- _ESTRATTO DELLA FONTE_
- - - - - - -
Koinonia Agosto-Settembre 2021


LEGGENDO LA POESIA DI EUGENIO MONTALE “IN LIMINE”

 

“In limine”

 

Godi se il vento ch’entra nel pomario

vi rimena l’ondata della vita:

qui dove affonda un morto

viluppo di memorie,

orto non era, ma reliquario.

 

Il frullo che tu senti non è un volo,

ma il commuoversi dell’eterno grembo;

vedi che si trasforma questo lembo

di terra solitario in un crogiuolo.

 

Un rovello è di qua dall’erto muro.

Se procedi t’imbatti

tu forse nel fantasma che ti salva:

si compongono qui le storie, gli atti

scancellati pel giuoco del futuro.

 

Cerca una maglia rotta nella rete

che ci stringe, tu balza fuori, fuggi!

Va, per te l’ho pregato, – ora la sete

mi sarà lieve, meno acre la ruggine…

 

Eugenio Montale

Ossi di seppia

 

 

Parafrasi

 

Se il vento che entra nel frutteto vi porta sensazioni vive (odori, suoni, frescura), tu godine. Qui si era (imperfetto: il processo di spegnimento dura da tempo) impantanato un intreccio di morte memorie, non un orto (da oriri = nascere, luogo dove si coltiva), ma reliquario (custodia di cimeli, lasciati a testimonianza di eventi che non esistono più).
- - - - - - -
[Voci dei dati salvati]
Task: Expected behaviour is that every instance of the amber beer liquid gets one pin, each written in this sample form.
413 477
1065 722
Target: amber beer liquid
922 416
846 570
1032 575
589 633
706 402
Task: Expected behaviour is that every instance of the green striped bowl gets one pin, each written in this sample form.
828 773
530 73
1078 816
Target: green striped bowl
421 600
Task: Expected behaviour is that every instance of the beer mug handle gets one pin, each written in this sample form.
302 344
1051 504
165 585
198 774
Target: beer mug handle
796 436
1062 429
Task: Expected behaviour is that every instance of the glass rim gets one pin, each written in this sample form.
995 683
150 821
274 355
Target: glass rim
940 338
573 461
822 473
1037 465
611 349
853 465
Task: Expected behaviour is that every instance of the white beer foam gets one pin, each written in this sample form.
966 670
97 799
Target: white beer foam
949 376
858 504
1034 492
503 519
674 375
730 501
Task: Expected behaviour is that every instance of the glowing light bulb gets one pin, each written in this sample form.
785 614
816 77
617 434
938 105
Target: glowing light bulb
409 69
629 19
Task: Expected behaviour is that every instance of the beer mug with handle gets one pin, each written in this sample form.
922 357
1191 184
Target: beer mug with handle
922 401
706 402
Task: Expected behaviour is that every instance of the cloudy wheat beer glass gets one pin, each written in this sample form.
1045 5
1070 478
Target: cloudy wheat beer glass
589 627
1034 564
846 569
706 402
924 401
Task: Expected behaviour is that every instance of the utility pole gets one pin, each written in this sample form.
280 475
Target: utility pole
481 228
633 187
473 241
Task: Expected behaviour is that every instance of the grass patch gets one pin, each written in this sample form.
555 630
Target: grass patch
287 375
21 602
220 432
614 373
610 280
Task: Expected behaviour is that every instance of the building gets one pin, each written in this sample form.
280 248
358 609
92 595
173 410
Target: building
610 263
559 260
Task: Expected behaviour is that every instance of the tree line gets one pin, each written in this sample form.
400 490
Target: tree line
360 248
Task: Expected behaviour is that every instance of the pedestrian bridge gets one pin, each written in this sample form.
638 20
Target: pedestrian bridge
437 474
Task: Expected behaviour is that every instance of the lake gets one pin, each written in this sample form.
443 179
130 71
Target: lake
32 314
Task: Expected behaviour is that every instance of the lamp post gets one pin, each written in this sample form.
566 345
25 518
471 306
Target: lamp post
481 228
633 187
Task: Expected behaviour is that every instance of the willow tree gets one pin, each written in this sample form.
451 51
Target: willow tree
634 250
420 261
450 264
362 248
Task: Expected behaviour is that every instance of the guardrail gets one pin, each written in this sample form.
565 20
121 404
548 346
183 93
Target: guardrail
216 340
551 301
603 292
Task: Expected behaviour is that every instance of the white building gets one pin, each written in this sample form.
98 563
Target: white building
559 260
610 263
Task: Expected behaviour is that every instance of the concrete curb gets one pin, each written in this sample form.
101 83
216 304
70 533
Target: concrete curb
- - - - - - -
- _CONSEGNA A_
Nella parafrasi della poesia di Montale, quali sensazioni vive porta il vento che entra nel frutteto? Elencale tutte.
- _CONSEGNA B_
Modifica la poesia di Montale “In limine” nel tratto da "orto non era, ma" fino a "in un crogiuolo.", riscrivendolo con "sacrario" al posto di "reliquario".
- _CONSEGNA C_
Prosegui la parafrasi della poesia di Montale “In limine” a partire dall'ultima frase riportata.

- _RISPOSTA A_
Odori, suoni, frescura.

- _RISPOSTA B_
orto non era, ma sacrario.

 

Il frullo che tu senti non è un volo,

ma il commuoversi dell’eterno grembo;

vedi che si trasforma questo lembo

di terra solitario in un crogiuolo.

- _RISPOSTA C_
 

Il rumore di ali che senti non è dovuto ad un volo d’uccelli, ma alla commozione che prova l’eterno grembo (la potenziale fecondità della terra). Vedi come questo terreno solitario si trasforma in crogiolo (recipiente usato per fondere e plasmare metalli).

 

All’interno dell’alto muro c’è solo un rovello (pensiero ossessivo, angustia, inquietudine). A questo sono ridotti gli eventi che il tempo ha cancellato. Se vai avanti, potresti imbatterti in un’apparizione salvifica: le testimonianze che questo luogo conserva potrebbero ricomporsi grazie all’imprevedibile produttività del tempo che viene.

 

Cerca (qui il Poeta si rivolge forse alla donna amata, forse a se stesso) una maglia rotta nella rete, una possibile via di fuga. Ho pregato perché tu riuscissi a fuggire: la tua fuga renderebbe meno pesante la mia reclusione.

 

Analisi e commento

 

Il pomario recintato è l’esistenza stessa del poeta che si sente prigioniero di memorie che non trasmettono più energia, emozioni, spinta vitale. Un’esistenza che trascorre sull’orma di un passato del tutto spento, che è diventato una mera custodia di reliquie (dal lat. relinquere, lasciare, “ciò che resta”) cioè mere testimonianze, non ricordi (dal lat. re + cor, cordis, “ritorno nel cuore” ).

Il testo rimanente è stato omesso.